→ ЗАДАЧИ ДЛЯ РЕШЕНИЯ:
A. Перескажите короче или списком абзац текста о спектакле «Ревизор», начинающийся словами «Обещанные Фокиным цитаты», сохранив его основные факты.
B. Воспроизведите без изменений часть текста о спектакле «Ревизор» от слов «Весь черный, в» до слов «с высоким гостем.».

··· ЦИТИРУЕМЫЙ ОТРЫВОК

Спектакль начался, но не было знаменитой фразы: "Я пригласил вас, господа...", а было брошенное на ходу, буднично и вскользь, - что "в ухе засвербило" и надо бы ухо прочистить. Обманно бытовое начало, в интонациях тихих жалоб Городничего (в изящном и мягком исполнении Сергея Паршина) - домашнего, в помочах и тапках, вязнущее в мелочах упреков, нудных перечислений, начисто лишенное тревоги и страха, было у Фокина не только оригинальным, но и полным смысла, читаемых знаков того, что в России "Ревизор вечный".
Весь черный, в атласном цилиндре и фраке, с ослепительной белизны манжетами Хлестаков бесшумно скользил-сползал по изгибу лестницы, напевая под нос песенку "жигана": "...Убью, зарежу..." Выгородка напоминала конструкцию 1926 года. Осип в шинели на голое тело (талантливо сыгранная Юрием Цурило роль), скрестив руки, каменно вставал между Городничим и Хлестаковым, готовый защищать не господина, а сотоварища до конца, а тот вскакивал не чертом, а чертиком на верх белой печки и оттуда, кукольный, худенький, обритый наголо, как и Осип, вел пререкания с высоким гостем.
Обещанные Фокиным цитаты из Мейерхольда, знакомые по многочисленным описаниям, время от времени возникали. Множилось число чиновников и обращалось в шествие. Двоилось, троилось эхо звучаний и реплик. В пространстве сцены рождалась прозрачность темноты, вторя тьме мейерхольдовского спектакля. Но цитаты мало что решали. Аттракционы режиссер с увлечением сочинял, изобретал сам.
Пожалуй, у Фокина не было спектакля, столь откровенно стремящегося к красоте, "эстетного" - в сценографии Александра Боровского-младшего прежде всего. И серо-бело-черная гамма костюмов была изысканной и стильной. И хоровое пение - сопровождение из ложи (вокальная группа "REMAKE"), столько же принадлежащее старине, сколько современным диссонансам, - было прекрасно.

······
··· НАБОР ДАННЫХ

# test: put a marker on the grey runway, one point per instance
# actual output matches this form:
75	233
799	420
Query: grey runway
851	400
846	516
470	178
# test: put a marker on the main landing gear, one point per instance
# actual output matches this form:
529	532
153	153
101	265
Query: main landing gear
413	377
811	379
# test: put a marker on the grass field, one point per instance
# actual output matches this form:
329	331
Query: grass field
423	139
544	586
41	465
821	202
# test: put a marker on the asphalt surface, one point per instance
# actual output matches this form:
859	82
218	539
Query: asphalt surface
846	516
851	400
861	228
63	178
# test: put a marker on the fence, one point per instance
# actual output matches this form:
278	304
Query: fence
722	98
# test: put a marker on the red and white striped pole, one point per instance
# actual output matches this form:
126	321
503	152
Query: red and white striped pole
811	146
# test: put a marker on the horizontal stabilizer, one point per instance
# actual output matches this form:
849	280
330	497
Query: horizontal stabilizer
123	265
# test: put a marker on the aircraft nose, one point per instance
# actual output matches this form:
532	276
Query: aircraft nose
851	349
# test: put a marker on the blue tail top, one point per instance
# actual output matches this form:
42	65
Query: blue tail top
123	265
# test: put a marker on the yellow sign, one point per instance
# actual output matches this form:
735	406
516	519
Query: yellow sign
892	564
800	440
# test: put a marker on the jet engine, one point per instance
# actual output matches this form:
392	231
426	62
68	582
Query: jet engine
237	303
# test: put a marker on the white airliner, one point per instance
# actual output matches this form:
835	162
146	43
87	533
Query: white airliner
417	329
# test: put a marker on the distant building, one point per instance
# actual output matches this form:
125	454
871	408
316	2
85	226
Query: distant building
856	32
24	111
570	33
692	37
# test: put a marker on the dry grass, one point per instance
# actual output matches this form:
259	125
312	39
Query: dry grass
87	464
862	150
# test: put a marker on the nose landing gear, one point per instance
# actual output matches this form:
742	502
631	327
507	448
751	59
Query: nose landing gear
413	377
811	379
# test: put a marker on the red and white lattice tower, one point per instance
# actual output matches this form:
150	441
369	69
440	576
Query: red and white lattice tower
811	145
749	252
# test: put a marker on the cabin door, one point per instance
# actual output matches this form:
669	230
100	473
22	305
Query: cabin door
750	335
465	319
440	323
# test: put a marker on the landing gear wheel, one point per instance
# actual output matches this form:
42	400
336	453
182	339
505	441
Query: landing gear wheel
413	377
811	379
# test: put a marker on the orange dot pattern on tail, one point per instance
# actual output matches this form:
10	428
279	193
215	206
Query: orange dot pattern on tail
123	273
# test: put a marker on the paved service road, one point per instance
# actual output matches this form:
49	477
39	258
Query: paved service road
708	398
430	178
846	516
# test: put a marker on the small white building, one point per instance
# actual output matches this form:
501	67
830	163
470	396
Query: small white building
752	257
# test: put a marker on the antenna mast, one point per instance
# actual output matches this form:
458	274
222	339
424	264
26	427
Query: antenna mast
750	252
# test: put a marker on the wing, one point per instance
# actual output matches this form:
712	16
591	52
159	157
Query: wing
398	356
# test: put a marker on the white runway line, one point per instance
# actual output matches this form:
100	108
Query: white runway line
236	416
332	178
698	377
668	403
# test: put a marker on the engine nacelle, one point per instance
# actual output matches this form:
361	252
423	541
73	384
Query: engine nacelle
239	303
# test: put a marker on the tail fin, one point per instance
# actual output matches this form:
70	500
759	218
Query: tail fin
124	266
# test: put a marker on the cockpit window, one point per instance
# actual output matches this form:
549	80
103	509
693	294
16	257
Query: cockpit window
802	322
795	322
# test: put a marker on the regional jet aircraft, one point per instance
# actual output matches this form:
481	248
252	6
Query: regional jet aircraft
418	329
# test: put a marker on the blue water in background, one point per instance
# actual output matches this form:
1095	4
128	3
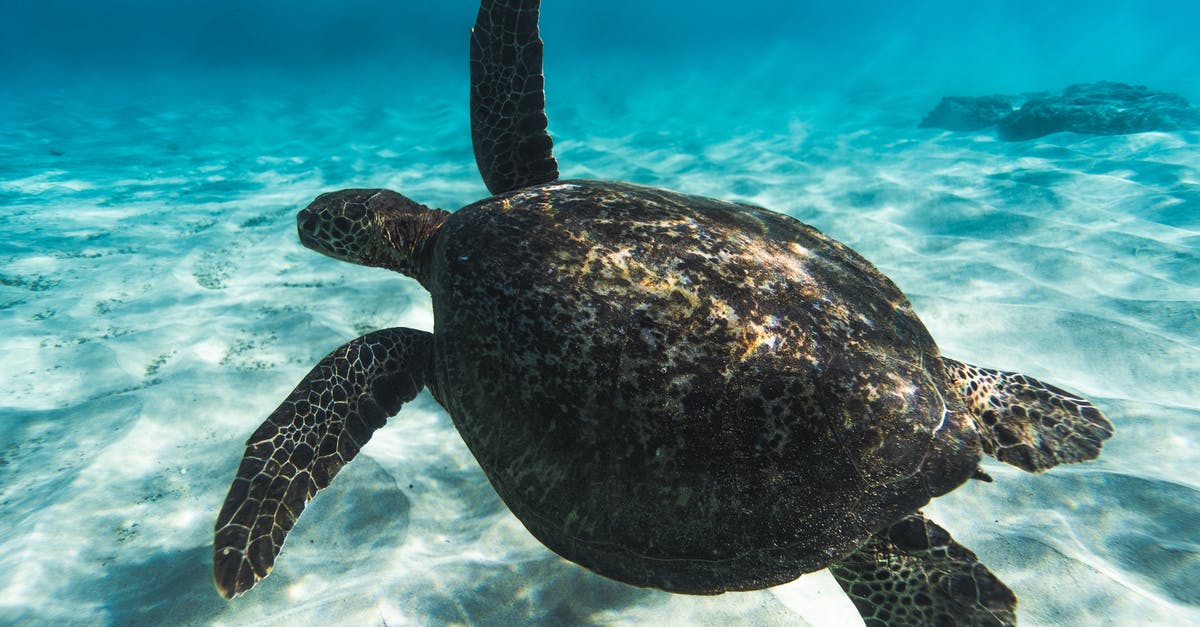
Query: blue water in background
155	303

······
··· НАБОР ДАННЫХ

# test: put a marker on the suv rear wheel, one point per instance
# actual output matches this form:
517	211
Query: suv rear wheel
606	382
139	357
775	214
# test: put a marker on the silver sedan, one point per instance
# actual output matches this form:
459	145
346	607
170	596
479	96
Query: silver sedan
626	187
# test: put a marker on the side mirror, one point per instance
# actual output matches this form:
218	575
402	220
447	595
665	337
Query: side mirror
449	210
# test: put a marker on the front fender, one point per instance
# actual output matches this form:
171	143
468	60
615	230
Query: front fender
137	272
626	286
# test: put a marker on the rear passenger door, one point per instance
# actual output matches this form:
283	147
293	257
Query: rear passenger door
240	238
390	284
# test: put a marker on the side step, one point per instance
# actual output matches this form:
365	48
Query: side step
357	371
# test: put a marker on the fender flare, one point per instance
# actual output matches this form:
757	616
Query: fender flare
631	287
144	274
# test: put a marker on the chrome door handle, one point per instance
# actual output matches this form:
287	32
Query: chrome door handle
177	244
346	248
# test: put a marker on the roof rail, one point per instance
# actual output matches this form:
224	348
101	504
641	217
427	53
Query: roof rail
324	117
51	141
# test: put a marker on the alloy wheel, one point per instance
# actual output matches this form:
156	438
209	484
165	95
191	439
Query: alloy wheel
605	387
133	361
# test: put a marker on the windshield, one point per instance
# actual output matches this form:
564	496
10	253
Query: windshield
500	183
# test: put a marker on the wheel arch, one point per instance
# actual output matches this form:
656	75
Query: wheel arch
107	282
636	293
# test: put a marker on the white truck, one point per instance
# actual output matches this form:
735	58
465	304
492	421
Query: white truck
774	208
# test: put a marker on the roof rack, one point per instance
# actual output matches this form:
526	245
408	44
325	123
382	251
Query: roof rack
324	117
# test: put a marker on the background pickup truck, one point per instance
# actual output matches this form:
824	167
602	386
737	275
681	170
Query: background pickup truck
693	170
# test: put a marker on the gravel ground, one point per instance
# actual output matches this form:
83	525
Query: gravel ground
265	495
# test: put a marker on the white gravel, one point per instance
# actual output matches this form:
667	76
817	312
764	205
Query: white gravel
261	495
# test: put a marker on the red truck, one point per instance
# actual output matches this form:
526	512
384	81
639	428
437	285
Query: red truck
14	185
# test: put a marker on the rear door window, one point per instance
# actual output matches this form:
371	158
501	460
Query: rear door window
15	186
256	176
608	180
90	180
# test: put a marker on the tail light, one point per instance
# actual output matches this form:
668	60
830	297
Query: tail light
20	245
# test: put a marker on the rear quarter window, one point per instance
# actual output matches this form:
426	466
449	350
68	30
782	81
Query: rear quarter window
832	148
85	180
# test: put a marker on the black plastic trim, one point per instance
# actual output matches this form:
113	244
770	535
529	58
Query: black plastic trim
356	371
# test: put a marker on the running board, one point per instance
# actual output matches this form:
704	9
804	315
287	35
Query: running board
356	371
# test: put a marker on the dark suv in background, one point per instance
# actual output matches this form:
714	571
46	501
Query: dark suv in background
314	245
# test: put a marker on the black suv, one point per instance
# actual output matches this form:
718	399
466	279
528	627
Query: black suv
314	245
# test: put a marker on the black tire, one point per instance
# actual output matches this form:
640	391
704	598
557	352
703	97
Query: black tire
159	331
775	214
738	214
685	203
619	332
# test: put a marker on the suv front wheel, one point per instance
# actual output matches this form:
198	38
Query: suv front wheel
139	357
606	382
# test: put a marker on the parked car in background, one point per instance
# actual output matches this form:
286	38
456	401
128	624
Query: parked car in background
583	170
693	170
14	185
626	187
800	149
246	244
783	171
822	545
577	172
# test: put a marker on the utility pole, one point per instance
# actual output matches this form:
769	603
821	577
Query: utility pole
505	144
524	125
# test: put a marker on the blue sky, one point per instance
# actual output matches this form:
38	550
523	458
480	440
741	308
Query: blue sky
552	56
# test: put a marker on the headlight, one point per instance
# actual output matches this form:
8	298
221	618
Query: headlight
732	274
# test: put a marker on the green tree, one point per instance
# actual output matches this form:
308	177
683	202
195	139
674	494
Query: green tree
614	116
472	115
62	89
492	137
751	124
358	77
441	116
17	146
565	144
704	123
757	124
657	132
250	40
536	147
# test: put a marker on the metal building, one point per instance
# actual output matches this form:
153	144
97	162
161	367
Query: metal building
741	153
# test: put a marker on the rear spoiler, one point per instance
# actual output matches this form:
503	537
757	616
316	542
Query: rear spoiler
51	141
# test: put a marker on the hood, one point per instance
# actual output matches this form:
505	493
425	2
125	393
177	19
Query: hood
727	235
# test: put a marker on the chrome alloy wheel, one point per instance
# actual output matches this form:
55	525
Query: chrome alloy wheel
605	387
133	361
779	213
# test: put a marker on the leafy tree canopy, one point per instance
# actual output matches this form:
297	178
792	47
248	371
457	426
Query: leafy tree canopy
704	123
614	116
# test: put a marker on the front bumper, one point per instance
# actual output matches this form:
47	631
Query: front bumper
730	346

······
··· НАБОР ДАННЫХ

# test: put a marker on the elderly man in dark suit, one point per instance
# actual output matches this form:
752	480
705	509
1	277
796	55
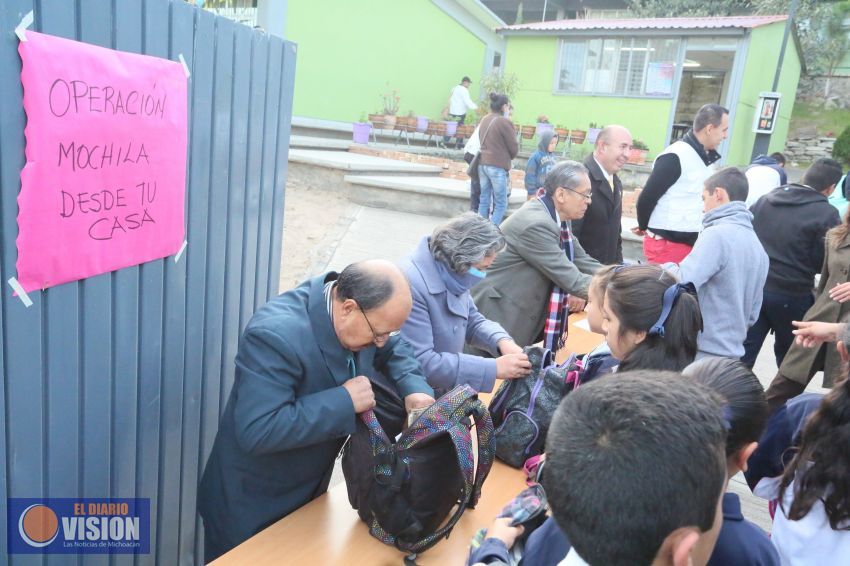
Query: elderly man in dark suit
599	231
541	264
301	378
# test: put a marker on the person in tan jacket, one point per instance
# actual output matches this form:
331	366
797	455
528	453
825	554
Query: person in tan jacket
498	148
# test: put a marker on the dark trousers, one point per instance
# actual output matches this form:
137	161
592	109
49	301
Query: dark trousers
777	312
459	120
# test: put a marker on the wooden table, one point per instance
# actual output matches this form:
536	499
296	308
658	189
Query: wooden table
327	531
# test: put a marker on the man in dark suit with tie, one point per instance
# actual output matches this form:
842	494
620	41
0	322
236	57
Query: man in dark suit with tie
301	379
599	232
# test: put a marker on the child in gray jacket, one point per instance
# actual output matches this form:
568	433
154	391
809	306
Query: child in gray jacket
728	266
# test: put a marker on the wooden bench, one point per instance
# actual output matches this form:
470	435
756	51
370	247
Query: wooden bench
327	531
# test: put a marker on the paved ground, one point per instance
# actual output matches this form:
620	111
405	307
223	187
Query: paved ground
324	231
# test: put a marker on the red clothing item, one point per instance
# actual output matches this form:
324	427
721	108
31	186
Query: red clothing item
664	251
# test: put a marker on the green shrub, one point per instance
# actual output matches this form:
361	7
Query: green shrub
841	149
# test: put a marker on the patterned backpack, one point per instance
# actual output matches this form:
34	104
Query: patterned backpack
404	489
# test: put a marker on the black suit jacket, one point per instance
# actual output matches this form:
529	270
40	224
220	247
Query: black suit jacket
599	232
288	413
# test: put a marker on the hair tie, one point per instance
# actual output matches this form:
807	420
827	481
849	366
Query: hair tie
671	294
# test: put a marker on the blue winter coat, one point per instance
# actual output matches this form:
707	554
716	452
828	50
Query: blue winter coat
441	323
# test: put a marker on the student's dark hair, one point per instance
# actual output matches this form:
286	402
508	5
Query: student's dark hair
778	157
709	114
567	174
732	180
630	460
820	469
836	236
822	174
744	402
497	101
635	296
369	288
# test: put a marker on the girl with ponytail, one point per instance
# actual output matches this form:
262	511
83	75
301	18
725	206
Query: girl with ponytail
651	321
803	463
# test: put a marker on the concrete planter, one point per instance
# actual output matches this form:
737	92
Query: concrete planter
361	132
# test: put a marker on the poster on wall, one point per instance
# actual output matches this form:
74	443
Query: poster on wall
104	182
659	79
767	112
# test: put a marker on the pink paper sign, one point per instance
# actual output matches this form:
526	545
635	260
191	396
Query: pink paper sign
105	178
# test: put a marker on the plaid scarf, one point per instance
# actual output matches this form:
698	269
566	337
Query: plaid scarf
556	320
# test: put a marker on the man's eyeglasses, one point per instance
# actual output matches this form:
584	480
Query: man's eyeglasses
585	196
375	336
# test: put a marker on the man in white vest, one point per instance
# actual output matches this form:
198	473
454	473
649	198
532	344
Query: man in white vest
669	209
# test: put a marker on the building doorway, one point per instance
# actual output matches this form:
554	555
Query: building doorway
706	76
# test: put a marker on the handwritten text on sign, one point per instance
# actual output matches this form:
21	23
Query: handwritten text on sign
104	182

······

→ РЕШЕНИЯ ЗАДАЧ:
A.
- Время от времени в спектакле возникали обещанные Фокиным цитаты из Мейерхольда, известные по многочисленным описаниям.
- Число чиновников множилось, и они превращались в шествие.
- Звучания и реплики отзывались двойным и тройным эхом.
- На сцене рождалась прозрачная темнота, вторившая тьме мейерхольдовского спектакля.
- Однако цитаты мало что решали: аттракционы режиссер с увлечением сочинял и изобретал сам.

B.
Весь черный, в атласном цилиндре и фраке, с ослепительной белизны манжетами Хлестаков бесшумно скользил-сползал по изгибу лестницы, напевая под нос песенку "жигана": "...Убью, зарежу..." Выгородка напоминала конструкцию 1926 года. Осип в шинели на голое тело (талантливо сыгранная Юрием Цурило роль), скрестив руки, каменно вставал между Городничим и Хлестаковым, готовый защищать не господина, а сотоварища до конца, а тот вскакивал не чертом, а чертиком на верх белой печки и оттуда, кукольный, худенький, обритый наголо, как и Осип, вел пререкания с высоким гостем.